WHAT THE EXERCISE ASKS
Please answer these questions using the essay below about training election judges in Chicago.
1. What landmark building does the writer work in Downtown?
2. What did that building serve as for a few years?
3. Where did the writer work with cranky old Poles?

Like one out of every five people I am likely to smell today, this man reeks of bad wine. He's probably cold, so we let him wander around for a few minutes, before leaving on his own. Working in the landmark Page Brothers building, adjacent to the iconic Chicago Theater on State Street, is surprisingly depressing. The few years the building spent as an Off Track Betting parlor really took their toll on the place. The carpet is green and stained. It is that sickly shade of green that always seems to associate itself with gambling and heartbreak. There's a matching green faux-marble trim traveling the length of the room that looks neither like the plastic it's made of or the marble it's supposed to resemble. Big windows open up to the State and Lake El station, and the constant flow of people coming and going really makes you feel like you're stuck.

This is the end of my journey learning the ins and outs of Illinois' new voting machines, during which I've traveled across the city training election judges. At Polonia Banquet Hall in Bridgeport, I dealt with cranky old Poles who looked like they never learned to set their VCRs. On a basketball court at Truman College, I worked with halfway house rejects and a surprising number of off-kilter goths who prefer not to hold down regular jobs. At Columbus Park's lovely Refectory at Jackson and Central, I worked with driven, well-dressed activist types determined to run their local elections without any outside funny business. And now Downtown, I've got an average mix of the elderly and impoverished, neither exceptionally old nor exceptionally poor. It kind of feels like a recap of everything I've seen thus far.

(Dataset records about object locations)
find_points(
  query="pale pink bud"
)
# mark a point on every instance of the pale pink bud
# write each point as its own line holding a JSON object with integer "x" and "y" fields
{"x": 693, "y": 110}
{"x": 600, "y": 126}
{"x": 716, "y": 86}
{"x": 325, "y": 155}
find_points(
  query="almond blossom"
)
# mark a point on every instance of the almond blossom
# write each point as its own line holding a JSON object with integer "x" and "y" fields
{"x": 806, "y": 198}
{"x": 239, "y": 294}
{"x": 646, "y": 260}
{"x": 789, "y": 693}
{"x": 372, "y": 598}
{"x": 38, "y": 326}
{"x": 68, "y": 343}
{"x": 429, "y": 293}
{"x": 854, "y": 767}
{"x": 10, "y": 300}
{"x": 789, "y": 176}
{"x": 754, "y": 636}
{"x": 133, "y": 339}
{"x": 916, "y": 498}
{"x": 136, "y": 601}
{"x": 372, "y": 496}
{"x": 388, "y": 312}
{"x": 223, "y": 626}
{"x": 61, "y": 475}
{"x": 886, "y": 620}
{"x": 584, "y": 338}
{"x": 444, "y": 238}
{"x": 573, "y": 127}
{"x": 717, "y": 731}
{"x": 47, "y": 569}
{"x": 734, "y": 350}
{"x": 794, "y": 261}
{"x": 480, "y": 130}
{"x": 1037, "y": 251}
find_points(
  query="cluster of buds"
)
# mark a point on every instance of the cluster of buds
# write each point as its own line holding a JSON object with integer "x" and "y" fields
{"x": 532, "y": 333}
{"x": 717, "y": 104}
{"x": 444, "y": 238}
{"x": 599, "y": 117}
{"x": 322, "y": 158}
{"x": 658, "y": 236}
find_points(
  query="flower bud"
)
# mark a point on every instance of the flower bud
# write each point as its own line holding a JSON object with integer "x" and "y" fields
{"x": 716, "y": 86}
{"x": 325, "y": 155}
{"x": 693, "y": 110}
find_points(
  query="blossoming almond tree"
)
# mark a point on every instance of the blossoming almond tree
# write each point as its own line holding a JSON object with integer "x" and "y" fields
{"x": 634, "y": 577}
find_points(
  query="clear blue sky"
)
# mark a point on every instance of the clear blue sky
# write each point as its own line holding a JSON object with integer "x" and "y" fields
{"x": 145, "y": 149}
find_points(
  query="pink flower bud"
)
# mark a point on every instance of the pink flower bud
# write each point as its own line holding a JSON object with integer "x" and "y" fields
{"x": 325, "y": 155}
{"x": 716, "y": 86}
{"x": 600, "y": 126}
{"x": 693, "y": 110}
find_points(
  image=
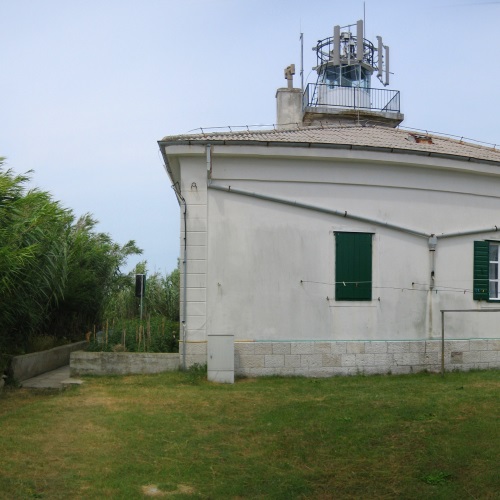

THE SOLUTION
1. The Page Brothers building.
2. An Off Track Betting parlor.
3. At Polonia Banquet Hall in Bridgeport.